** Start of Given passage **
Speaking is Jess Jackson, who explains that he likes to “analyse the human mind and why it enjoys certain things and not others”. When asked what he means about humans thirds, he replies: “I apply the rule of thirds from photography and painting to mixing records. I see music visually, I don’t hear it with my ears per se. So I frame things visually, splitting width and depth into three areas.”
Jackson’s love of analogue is also in part informed by his adherence to the rule of thirds and his quest for imperfection. “When you pan things left and right on an analogue desk, they’re not 100‑percent the same, because there are electronic idiosyncrasies inside each channel, and this is going to give you a slightly different sound on the right and on the left. Essentially you get a pseudo‑stereo acoustic environment that is not perfect. The problem with digital is that you need to go out of your way to achieve imperfection. But with analogue you achieve imperfection accidentally, and our ears tend to really like that.”
Present Imperfect
Reading the above without having seen Jackson, you could be forgiven for assuming he’s been in the business for decades and has long since stopped making cutting‑edge records. Nothing could be further from the truth: at 39 years old, Jackson is in the prime of his life, and he’s recently mixed and/or co‑produced 32 tracks on one of the biggest albums of 2020, Pop Smoke’s Shoot For The Stars, Aim For The Moon.
How the album came into being, after Bashar Jackson, aka Pop Smoke, was killed on February 19 of this year aged only 20, is an interesting story in itself, on which Jackson touches further. But first he elaborates on his idiosyncratic viewpoints and methods, which he applies for the most part in his own studio in Los Angeles.
** End of Given passage **
** Start of Data rows **
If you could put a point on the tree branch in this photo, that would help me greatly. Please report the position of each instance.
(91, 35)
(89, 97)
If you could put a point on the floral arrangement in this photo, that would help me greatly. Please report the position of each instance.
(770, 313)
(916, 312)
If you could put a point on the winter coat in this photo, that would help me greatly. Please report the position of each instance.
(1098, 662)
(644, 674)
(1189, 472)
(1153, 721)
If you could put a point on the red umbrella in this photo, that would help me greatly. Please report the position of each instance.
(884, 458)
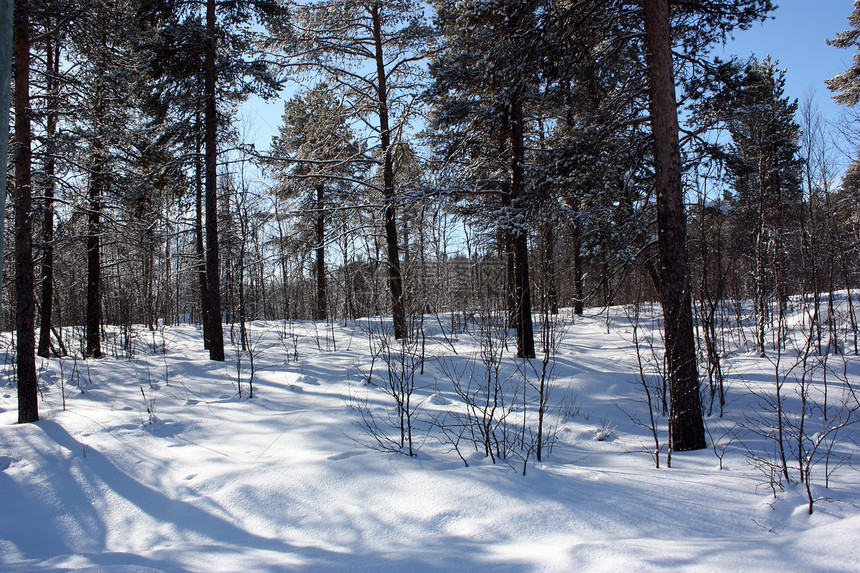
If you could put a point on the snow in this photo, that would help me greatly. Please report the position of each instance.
(210, 481)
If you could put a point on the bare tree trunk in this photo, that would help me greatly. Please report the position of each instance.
(687, 428)
(210, 120)
(52, 59)
(389, 215)
(525, 332)
(322, 286)
(198, 245)
(578, 291)
(94, 278)
(28, 407)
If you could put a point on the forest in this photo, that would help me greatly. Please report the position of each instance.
(507, 171)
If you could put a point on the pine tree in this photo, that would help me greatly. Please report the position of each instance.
(28, 410)
(846, 85)
(369, 50)
(218, 55)
(698, 25)
(486, 88)
(312, 156)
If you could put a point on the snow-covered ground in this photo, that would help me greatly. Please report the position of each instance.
(157, 464)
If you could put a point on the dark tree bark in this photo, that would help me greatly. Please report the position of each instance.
(578, 291)
(28, 408)
(522, 290)
(213, 276)
(549, 267)
(93, 319)
(389, 215)
(322, 285)
(198, 245)
(687, 427)
(52, 64)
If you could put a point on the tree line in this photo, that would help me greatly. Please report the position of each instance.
(506, 154)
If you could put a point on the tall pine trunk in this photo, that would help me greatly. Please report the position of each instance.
(92, 321)
(52, 59)
(28, 408)
(522, 289)
(198, 243)
(687, 427)
(389, 215)
(213, 277)
(322, 285)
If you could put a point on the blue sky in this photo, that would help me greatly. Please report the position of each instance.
(796, 36)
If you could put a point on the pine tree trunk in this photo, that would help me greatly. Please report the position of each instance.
(687, 427)
(549, 267)
(52, 58)
(28, 408)
(525, 331)
(578, 291)
(198, 246)
(210, 118)
(389, 215)
(322, 286)
(92, 322)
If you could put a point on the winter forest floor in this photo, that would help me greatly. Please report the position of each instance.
(156, 463)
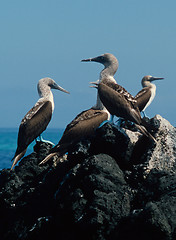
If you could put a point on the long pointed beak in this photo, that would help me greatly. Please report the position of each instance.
(156, 78)
(87, 60)
(95, 84)
(56, 86)
(95, 59)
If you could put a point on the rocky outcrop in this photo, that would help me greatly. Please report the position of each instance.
(118, 184)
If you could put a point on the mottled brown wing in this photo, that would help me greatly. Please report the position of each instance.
(112, 96)
(122, 91)
(83, 125)
(142, 98)
(33, 124)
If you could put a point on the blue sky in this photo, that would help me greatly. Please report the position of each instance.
(48, 38)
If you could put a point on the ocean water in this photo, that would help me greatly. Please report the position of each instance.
(8, 143)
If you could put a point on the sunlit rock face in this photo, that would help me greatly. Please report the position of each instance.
(117, 184)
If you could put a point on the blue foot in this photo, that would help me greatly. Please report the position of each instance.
(103, 123)
(45, 141)
(144, 115)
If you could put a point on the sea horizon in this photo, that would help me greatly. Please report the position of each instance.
(8, 143)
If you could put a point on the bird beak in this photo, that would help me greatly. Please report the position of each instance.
(95, 84)
(87, 60)
(155, 78)
(56, 86)
(95, 59)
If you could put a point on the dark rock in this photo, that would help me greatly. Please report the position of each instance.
(117, 184)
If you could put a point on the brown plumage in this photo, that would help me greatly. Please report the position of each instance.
(82, 126)
(147, 94)
(37, 119)
(121, 103)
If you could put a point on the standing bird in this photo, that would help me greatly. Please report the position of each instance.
(37, 119)
(121, 103)
(83, 125)
(111, 65)
(147, 94)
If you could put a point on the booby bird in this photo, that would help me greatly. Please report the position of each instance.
(110, 63)
(38, 118)
(147, 94)
(83, 125)
(121, 103)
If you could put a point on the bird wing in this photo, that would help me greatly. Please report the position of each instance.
(33, 124)
(119, 102)
(83, 125)
(142, 98)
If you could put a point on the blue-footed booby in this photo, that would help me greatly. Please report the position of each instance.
(38, 118)
(83, 125)
(110, 63)
(147, 94)
(120, 103)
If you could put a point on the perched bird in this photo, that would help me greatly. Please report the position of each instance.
(147, 94)
(120, 103)
(83, 125)
(38, 118)
(110, 63)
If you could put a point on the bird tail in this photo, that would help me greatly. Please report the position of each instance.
(145, 132)
(17, 158)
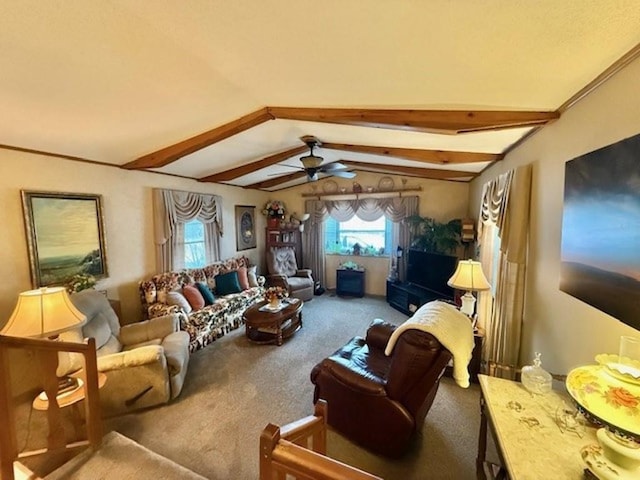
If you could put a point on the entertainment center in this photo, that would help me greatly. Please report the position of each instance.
(427, 275)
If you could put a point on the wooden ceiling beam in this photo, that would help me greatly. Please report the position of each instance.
(170, 154)
(265, 162)
(434, 173)
(440, 157)
(434, 121)
(277, 180)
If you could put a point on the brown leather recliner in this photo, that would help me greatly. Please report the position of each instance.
(284, 272)
(378, 401)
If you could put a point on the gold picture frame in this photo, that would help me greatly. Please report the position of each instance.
(65, 236)
(245, 227)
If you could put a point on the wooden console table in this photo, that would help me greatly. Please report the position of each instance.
(528, 438)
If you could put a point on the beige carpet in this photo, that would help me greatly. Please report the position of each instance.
(234, 388)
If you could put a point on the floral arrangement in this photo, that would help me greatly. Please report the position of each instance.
(274, 208)
(79, 282)
(275, 293)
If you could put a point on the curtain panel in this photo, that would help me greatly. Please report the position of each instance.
(505, 207)
(172, 209)
(395, 209)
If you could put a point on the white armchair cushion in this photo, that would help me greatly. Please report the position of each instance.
(176, 349)
(156, 328)
(132, 358)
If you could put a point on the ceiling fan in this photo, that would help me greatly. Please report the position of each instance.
(312, 164)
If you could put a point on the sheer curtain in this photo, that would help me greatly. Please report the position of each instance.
(172, 209)
(504, 232)
(395, 209)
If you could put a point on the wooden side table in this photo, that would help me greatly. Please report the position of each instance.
(529, 439)
(69, 399)
(273, 327)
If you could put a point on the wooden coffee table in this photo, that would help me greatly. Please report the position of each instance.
(272, 327)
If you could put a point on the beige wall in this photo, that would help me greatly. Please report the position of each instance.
(128, 220)
(566, 330)
(441, 200)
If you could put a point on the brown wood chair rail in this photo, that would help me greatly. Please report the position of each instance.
(46, 355)
(298, 450)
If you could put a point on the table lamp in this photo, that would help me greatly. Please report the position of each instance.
(45, 313)
(608, 394)
(469, 276)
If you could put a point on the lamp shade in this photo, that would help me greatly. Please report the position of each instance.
(45, 312)
(469, 276)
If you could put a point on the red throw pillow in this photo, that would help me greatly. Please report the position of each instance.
(193, 296)
(243, 278)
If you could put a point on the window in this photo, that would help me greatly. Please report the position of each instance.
(194, 251)
(373, 237)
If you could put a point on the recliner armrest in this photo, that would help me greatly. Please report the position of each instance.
(379, 333)
(303, 272)
(131, 358)
(155, 328)
(176, 349)
(355, 380)
(277, 280)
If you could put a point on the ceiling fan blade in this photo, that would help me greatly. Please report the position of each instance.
(281, 173)
(330, 167)
(342, 174)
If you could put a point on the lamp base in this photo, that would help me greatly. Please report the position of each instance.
(66, 384)
(613, 459)
(468, 304)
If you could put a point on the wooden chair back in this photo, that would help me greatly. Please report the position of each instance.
(298, 451)
(46, 355)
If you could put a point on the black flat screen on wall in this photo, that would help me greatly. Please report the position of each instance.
(601, 230)
(431, 271)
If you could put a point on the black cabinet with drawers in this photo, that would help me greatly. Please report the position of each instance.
(350, 282)
(407, 298)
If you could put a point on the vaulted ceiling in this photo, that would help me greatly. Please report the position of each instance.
(223, 91)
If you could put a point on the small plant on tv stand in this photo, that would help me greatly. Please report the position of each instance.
(429, 235)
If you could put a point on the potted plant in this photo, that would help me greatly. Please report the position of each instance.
(429, 235)
(274, 210)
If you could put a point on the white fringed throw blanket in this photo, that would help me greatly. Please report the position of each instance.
(451, 327)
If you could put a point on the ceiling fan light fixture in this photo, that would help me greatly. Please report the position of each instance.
(311, 161)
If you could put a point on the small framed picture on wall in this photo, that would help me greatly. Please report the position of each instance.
(65, 236)
(245, 227)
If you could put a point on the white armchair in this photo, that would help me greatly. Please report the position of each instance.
(145, 362)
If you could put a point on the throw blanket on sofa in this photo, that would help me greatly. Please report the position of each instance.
(451, 327)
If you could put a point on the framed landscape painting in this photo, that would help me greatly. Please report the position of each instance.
(601, 230)
(65, 236)
(245, 227)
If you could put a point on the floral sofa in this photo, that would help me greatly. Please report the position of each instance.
(210, 322)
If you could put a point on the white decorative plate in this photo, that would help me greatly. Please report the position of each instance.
(62, 396)
(330, 186)
(385, 184)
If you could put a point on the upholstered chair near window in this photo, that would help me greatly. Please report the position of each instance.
(145, 362)
(284, 272)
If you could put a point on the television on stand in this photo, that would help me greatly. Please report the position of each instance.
(431, 271)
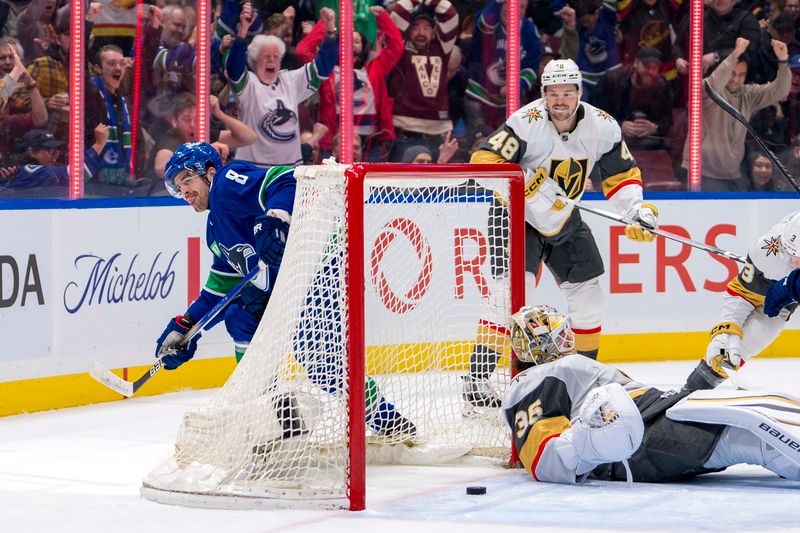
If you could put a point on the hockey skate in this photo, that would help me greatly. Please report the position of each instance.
(397, 430)
(704, 377)
(478, 394)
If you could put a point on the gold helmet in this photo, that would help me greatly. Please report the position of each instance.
(540, 334)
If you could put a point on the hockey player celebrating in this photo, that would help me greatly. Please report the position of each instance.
(573, 417)
(748, 323)
(558, 140)
(250, 210)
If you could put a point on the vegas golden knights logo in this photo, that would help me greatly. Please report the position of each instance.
(570, 174)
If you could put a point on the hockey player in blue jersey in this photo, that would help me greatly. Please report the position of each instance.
(250, 210)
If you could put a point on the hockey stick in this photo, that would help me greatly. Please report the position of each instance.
(732, 111)
(665, 234)
(129, 388)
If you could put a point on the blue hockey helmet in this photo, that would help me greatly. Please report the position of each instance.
(192, 156)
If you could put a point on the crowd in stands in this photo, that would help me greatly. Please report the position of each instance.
(429, 84)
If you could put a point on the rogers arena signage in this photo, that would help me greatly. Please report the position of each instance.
(681, 287)
(99, 284)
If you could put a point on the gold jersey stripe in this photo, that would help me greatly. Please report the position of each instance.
(587, 341)
(538, 436)
(485, 156)
(736, 288)
(612, 183)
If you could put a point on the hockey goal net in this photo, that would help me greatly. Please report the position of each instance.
(391, 275)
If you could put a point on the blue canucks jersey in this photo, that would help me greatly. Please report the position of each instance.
(240, 192)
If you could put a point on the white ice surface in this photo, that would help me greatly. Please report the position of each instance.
(79, 470)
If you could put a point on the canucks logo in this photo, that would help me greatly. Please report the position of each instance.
(603, 114)
(237, 256)
(533, 114)
(279, 124)
(772, 246)
(570, 175)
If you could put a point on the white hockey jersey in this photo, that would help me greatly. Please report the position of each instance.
(271, 111)
(530, 139)
(766, 262)
(539, 404)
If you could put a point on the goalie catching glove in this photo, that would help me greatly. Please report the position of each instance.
(642, 217)
(724, 352)
(608, 428)
(170, 345)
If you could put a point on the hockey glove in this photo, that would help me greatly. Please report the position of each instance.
(782, 293)
(608, 428)
(170, 343)
(642, 217)
(270, 234)
(724, 352)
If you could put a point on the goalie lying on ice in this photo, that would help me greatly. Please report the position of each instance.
(573, 417)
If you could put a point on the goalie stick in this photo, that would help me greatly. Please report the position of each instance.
(732, 111)
(129, 388)
(671, 236)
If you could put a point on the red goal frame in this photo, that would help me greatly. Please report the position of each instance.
(356, 176)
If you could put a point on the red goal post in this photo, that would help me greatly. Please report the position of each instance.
(359, 174)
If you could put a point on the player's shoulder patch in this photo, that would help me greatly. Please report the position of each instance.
(771, 244)
(533, 114)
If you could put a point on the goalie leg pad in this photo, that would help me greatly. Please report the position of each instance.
(738, 445)
(772, 417)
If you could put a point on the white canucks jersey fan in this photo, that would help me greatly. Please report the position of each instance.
(559, 140)
(574, 418)
(748, 324)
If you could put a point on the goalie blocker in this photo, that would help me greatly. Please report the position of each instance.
(685, 433)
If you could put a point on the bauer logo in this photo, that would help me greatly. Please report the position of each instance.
(409, 285)
(116, 279)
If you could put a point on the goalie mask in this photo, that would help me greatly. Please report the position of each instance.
(541, 334)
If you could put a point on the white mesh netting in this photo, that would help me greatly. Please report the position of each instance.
(278, 428)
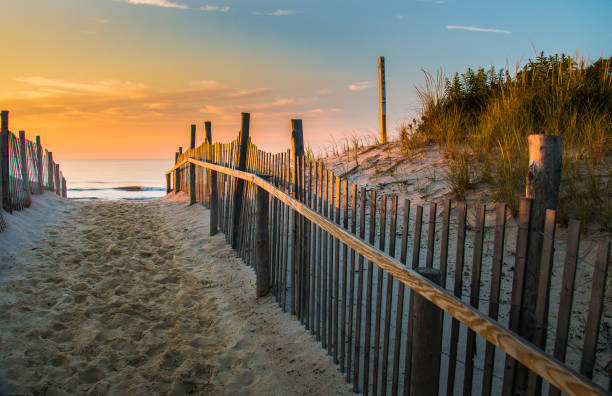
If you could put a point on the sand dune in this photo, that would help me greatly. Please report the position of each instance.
(135, 298)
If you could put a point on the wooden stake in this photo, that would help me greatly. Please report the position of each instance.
(39, 164)
(23, 154)
(427, 329)
(383, 99)
(4, 162)
(242, 159)
(262, 247)
(192, 197)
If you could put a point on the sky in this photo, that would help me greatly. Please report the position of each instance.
(126, 78)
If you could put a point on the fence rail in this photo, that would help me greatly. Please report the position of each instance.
(305, 235)
(25, 170)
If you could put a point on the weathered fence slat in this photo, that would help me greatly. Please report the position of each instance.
(518, 284)
(567, 294)
(379, 293)
(457, 291)
(591, 330)
(470, 350)
(399, 312)
(496, 271)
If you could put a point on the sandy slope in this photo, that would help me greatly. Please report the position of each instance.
(135, 298)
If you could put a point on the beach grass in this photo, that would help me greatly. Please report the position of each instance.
(482, 118)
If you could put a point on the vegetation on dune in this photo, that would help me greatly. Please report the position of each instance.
(482, 119)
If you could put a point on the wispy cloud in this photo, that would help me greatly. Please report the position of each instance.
(477, 29)
(212, 8)
(360, 86)
(280, 13)
(157, 3)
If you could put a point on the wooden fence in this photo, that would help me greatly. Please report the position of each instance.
(25, 170)
(328, 251)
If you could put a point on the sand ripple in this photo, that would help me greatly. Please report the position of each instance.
(106, 310)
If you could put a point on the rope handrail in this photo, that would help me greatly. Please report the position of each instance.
(546, 366)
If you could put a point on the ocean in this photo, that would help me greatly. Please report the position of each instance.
(115, 179)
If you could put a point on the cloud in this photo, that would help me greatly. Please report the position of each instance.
(280, 13)
(477, 29)
(209, 7)
(251, 93)
(360, 86)
(157, 3)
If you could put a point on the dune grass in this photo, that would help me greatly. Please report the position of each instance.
(482, 119)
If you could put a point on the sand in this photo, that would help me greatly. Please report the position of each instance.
(422, 179)
(133, 297)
** End of Data rows **
■ Exercise set:
- 1) Using the passage about Jess Jackson's mixing, answer these:
(a) Into how many areas does Jackson split width and depth?
(b) How old is Jackson?
(c) How many tracks on Shoot For The Stars, Aim For The Moon did he mix and/or co-produce?
- 2) Carry on the passage about Jess Jackson's mixing methods from its final sentence.
The data plays no part in this exercise.

■ Per-task outputs:
- 1)
(a) Three
(b) 39
(c) 32

- 2)
“I have Pro Tools HD in my studio, as well as an SSL Sigma summing mixer, Amphion BaseTwo25s paired with Two18s, and Tannoy DMT II speakers,” explains Jess Jackson. “I have the latter because they’re dual‑concentric and I’m hyper‑sensitive to phase. If something is playing up with phase I correct it immediately, mostly using iZotope RX’s Azimuth. I have two Antelope Goliath 32‑channel I/Os, one for my SSL console and one for my outboard gear. I have all my outboard on inserts, so they come up as plug‑ins in my Pro Tools sessions. Once I have the sound I want, I commit it and print the part in the session. I’m not someone to use many plug‑ins, as I prefer analogue gear most of the time.
“I also often use sampling keyboards as outboard,” Jackson continues. “My associate Sage Skolfield and I ran every sound on Pop Smoke’s album through one of my vintage hardware samplers. It is part of my process. I run them as inserts in Pro Tools and commit them like they are already mixed. It usually doesn’t need much else. Every sampler has a different sound, so you get different coloration, distortion and transients. You’re introducing nice artefacts that are like analogue. It unites the sounds, as if they are coming from one original source, which was my aim with Pop Smoke’s album, as the material came from different producers, studios, etc.”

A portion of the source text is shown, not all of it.